→ EXTRAIT DU TEXTE:
Outre la question de la vie, Sepehri s’interroge également sur la plus grande question de l’existence, c’est-à-dire la mort. La crainte de la mort chez l’homme trouve son origine dans la question du destin de l’homme après la mort, l’immortalité de l’âme et l’idée de la finitude. "Ne craignons pas la mort, la mort n’est pas la fin pour le pigeon" [16], nous demande Sepehri qui évoque, toujours et d’après le principe du "nouveau regard", un visage agréable de la mort. Il souligne que tout être humain, bien qu’il craigne la mort, réfute au fond de lui-même et inconsciemment la vie éternelle : "Si la mort n’existait pas, nos mains seraient à la recherche de quelque chose" [17].
Comme la vie, la mort pour Sepehri est omniprésente et menace l’homme à chaque instant.
"La mort entre dans la bouche avec la grappe
La mort chante dans la rougeur de la gorge
La mort est la cause de la beauté de l’aile du papillon
La mort cueille parfois du basilic
La mort boit parfois une vodka
Elle est parfois assise dans l’ombre et nous regarde". [18]
Mais il ne faut pas, toujours selon la philosophie du "nouveau regard", la considérer comme une chose laide et effroyable, mais plutôt "souffler sur le visage d’or de la mort pour le nettoyer" [19]. Il rejoint ainsi l’opinion de Nietzsche selon laquelle "tout le monde considère la mort comme un événement très important, mais personne ne l’a pas encore fêté" [20].
Sepehri semble vouloir justifier la mort. Selon la philosophie sepehrienne, tout comme les mystiques de l’école khorâsânienne, la vie et la mort ne constituent qu’un tout, "nous savons tous que les poumons du plaisir sont pleins de l’oxygène de la mort" [21], ou encore "la vie a des ailes aussi étendues que la mort" [22]. Pour Sepehri le peintre, la nature est rythmée par la succession des naissances et des morts. L’être humain n’échappe pas à la règle : il naît, grandit, mûrit, vieillit et enfin meurt. Il ne serait en être autrement. Il va de soi qu’en considérant la mort comme une loi de la nature et quelque chose de certain et d’inévitable, il l’accepte lucidement.
"Ni toi, ni moi, ne demeurons dans ce monde.
Ouvre tes yeux humides !
La mort vient.
Ouvre la porte !" [23]
Dans la pensée sepehrienne, notre mort offre, bien évidemment, une autre vie : "au cœur de la nuit du village, la mort parle du matin" [24].

→ MATÉRIEL FOURNI:
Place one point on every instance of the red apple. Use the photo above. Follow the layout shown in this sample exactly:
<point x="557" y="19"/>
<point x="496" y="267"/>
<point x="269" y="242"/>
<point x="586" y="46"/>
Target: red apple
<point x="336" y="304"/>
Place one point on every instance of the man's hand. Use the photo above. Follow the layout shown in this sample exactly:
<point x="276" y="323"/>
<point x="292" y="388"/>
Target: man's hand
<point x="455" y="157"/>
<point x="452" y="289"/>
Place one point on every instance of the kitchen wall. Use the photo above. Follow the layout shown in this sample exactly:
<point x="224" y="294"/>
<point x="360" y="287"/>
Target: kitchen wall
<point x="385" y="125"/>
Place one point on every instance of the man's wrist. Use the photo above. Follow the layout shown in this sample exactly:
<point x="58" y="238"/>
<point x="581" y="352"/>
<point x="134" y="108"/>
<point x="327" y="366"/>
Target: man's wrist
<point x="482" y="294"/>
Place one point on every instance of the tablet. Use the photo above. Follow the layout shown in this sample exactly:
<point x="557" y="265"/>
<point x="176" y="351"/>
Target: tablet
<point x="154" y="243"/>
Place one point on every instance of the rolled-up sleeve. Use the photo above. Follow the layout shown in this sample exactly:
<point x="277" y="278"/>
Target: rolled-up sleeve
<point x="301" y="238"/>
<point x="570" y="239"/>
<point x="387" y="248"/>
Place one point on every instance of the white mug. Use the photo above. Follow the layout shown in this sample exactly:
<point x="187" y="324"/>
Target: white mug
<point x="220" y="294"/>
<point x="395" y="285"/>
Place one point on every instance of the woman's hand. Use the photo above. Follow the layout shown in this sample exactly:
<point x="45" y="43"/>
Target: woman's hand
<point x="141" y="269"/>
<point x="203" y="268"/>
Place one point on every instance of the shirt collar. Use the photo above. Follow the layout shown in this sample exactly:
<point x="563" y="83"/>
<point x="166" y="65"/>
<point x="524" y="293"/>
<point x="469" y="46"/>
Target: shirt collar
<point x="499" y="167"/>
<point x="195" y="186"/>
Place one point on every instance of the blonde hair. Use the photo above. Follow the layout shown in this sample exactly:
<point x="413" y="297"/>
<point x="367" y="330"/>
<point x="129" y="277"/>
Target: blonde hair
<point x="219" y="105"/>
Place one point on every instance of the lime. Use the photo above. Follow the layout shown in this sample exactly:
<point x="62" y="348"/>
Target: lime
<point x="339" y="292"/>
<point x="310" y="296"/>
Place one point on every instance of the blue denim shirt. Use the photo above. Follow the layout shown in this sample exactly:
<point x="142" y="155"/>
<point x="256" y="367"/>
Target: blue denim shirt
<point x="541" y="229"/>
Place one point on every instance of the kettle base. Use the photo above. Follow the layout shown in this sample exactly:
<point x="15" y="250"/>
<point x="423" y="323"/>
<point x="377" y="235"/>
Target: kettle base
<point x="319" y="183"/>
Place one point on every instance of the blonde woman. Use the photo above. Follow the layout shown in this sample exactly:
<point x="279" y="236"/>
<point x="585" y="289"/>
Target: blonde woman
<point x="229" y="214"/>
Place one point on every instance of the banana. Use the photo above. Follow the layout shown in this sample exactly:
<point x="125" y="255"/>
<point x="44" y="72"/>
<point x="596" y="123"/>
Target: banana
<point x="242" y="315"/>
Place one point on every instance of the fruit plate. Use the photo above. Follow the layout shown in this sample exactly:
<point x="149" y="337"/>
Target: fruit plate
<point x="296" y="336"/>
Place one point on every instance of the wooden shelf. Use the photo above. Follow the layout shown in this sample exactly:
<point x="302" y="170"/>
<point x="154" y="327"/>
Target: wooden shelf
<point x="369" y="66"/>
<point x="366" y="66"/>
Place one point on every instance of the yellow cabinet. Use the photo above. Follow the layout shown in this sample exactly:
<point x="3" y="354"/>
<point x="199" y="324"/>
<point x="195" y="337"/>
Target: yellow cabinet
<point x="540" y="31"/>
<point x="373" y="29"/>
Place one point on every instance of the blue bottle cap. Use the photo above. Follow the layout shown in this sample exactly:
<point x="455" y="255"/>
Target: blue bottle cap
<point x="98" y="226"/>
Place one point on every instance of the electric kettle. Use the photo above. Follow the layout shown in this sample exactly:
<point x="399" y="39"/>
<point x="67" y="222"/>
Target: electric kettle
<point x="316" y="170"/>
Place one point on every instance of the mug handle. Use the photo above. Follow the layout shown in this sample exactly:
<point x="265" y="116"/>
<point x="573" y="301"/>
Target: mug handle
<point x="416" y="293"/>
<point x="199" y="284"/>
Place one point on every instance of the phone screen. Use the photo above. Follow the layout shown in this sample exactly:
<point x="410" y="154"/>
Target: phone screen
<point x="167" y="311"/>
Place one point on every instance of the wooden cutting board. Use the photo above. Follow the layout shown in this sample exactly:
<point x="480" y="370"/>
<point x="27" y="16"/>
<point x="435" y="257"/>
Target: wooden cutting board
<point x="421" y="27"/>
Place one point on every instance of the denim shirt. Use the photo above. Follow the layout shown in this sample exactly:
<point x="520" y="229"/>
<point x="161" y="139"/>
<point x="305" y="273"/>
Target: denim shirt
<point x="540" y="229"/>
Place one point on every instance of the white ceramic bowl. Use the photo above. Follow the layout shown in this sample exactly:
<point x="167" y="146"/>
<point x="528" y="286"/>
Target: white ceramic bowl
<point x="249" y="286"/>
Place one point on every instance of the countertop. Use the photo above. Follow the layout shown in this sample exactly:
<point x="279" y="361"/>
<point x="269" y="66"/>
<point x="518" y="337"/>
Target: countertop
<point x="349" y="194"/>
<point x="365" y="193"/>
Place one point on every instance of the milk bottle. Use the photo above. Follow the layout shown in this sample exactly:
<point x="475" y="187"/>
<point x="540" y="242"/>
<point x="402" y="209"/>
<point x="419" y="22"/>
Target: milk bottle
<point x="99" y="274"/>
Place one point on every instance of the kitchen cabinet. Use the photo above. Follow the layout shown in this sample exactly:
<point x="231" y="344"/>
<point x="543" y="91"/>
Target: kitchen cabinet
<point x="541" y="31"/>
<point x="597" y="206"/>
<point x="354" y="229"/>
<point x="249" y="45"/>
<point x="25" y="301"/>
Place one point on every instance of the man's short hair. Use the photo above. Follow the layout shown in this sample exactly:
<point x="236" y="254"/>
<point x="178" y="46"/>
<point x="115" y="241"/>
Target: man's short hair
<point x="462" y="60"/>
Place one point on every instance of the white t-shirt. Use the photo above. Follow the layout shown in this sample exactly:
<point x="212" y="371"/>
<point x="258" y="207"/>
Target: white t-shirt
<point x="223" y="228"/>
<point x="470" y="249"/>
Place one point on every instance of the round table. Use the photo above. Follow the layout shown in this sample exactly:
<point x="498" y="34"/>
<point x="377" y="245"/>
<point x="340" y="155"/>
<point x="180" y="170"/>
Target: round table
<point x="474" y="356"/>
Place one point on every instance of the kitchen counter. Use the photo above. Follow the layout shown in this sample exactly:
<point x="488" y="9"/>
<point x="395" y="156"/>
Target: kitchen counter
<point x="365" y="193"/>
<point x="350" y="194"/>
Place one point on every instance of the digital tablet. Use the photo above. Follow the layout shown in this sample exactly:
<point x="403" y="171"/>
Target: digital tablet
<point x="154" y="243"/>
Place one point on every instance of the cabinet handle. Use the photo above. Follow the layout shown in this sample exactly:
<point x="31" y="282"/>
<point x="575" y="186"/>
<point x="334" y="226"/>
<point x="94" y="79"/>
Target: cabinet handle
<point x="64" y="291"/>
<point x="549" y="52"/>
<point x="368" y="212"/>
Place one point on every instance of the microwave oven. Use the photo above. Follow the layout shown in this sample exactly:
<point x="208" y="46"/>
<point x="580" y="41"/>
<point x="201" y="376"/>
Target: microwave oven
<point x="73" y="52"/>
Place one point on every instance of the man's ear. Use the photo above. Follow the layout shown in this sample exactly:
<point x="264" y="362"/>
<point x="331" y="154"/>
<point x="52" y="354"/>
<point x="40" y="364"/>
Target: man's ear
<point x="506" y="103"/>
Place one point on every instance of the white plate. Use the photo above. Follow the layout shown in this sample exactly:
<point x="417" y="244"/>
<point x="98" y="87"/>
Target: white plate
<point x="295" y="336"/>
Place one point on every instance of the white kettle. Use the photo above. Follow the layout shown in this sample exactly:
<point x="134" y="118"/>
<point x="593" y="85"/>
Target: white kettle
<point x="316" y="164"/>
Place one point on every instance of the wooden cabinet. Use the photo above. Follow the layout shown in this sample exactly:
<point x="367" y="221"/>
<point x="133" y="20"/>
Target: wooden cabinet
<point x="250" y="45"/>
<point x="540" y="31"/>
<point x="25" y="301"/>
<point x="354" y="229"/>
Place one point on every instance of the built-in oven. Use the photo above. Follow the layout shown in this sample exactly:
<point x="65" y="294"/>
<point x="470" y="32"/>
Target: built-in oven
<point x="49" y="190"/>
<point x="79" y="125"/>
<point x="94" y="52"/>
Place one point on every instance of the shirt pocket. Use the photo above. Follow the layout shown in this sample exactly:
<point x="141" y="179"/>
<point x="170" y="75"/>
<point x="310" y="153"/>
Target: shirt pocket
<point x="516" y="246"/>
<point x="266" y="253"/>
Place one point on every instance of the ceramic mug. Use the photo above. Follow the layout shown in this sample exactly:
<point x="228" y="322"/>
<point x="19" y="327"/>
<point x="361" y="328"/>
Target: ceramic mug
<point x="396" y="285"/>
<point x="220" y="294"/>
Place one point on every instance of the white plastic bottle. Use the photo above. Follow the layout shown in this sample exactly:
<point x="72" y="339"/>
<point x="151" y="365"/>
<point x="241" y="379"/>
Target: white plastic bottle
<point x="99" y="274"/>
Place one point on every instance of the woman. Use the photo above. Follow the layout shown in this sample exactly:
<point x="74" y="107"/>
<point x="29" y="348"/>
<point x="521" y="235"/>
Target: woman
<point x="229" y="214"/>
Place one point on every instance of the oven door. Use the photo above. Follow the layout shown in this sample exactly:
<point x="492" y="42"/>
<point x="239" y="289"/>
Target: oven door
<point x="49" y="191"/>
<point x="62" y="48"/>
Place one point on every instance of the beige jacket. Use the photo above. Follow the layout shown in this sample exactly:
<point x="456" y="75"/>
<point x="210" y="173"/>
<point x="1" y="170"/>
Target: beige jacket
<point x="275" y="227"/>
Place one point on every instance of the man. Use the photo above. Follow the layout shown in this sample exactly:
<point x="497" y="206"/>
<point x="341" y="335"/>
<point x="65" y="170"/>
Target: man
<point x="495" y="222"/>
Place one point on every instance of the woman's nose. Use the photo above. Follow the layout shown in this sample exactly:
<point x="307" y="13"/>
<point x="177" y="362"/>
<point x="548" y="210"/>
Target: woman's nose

→ CONSIGNE DONNÉE 1: Dans le texte sur Sepehri, remplacez "nature" par "création" et recopiez le passage allant de "Sepehri semble vouloir" à "dans ce monde.", s'il vous plaît.
→ CONSIGNE DONNÉE 2: Reprenez le texte sur Sepehri et poursuivez-le à partir de sa dernière phrase.
La liste n'a aucun rôle à jouer ici.

→ RÉPONSE RÉDIGÉE 1:
Sepehri semble vouloir justifier la mort. Selon la philosophie sepehrienne, tout comme les mystiques de l’école khorâsânienne, la vie et la mort ne constituent qu’un tout, "nous savons tous que les poumons du plaisir sont pleins de l’oxygène de la mort" [21], ou encore "la vie a des ailes aussi étendues que la mort" [22]. Pour Sepehri le peintre, la création est rythmée par la succession des naissances et des morts. L’être humain n’échappe pas à la règle : il naît, grandit, mûrit, vieillit et enfin meurt. Il ne serait en être autrement. Il va de soi qu’en considérant la mort comme une loi de la création et quelque chose de certain et d’inévitable, il l’accepte lucidement.
"Ni toi, ni moi, ne demeurons dans ce monde.

→ RÉPONSE RÉDIGÉE 2:
"Quelqu’un est mort hier soir,
Et le pain de blé sent bon encore.
Et les eaux s’écoulent, les chevaux la boivent". [25]
Sepehri le peintre peint les attraits de la vie, lui offre une couleur spirituelle et nous invite à l’aimer, à en être satisfait et à en jouir. Et cela n’est pas possible, à moins que nous ne fassions attention aux symboles simples de la vie. Citons à ce propos S. Shamisâ : "La vie pour Sepehri est ce que nous faisons. Nous sommes vivants et nous vivons jusqu’à ce que nos cœurs battent. Et la vie, c’est simplement le fait d’"être", quelle que soit sa dimension" [26].
L’amour pour la vie dans la poésie mystique de Sepehri n’est pas sans lien avec l’école bouddhiste : si l’homme se considère comme uni avec tous les êtres, il aimera tout. L’individu devient l’ensemble. Cet amour ne gêne jamais. Il apaise.
En somme, Sepehri souligne, comme nous l’avons évoqué, qu’il ne faut pas laisser la poussière du passé ou des habitudes, la lourdeur des sciences, réduire la beauté de la vie. La vie est l’ensemble des faits simples et naturels. Pour Sepehri, la vie et la mort sont deux questions simples et résolues, de sorte qu’il peut "expliquer la signification de l’eau pour l’arbuste prématuré de la mort" [27].
Bibliographie
1. Emâd, Hodjat, Sohrâb Sepehri et Bouddha, Téhéran, Farhanguestân Yâdvâreh, 1er éd, 1377 (1998).
2. Nietzsche, Frédéric, Ainsi parlait Zarathoustra, traduit par Dâryoush Ashouri, Téhéran, Aghâh, 1384 (2005).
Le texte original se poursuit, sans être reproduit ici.